Work to be completed = Take all the material and copy it exactly.

---

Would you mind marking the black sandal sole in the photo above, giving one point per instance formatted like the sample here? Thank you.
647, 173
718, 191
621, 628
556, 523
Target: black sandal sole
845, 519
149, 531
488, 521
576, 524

---

Response to the exercise =
Would you mind marking the black sandal sole in the photo above, giving one point per instance formatted like the sample here? Thank you.
647, 173
718, 191
621, 628
556, 523
Target: black sandal sole
845, 519
149, 531
488, 521
576, 524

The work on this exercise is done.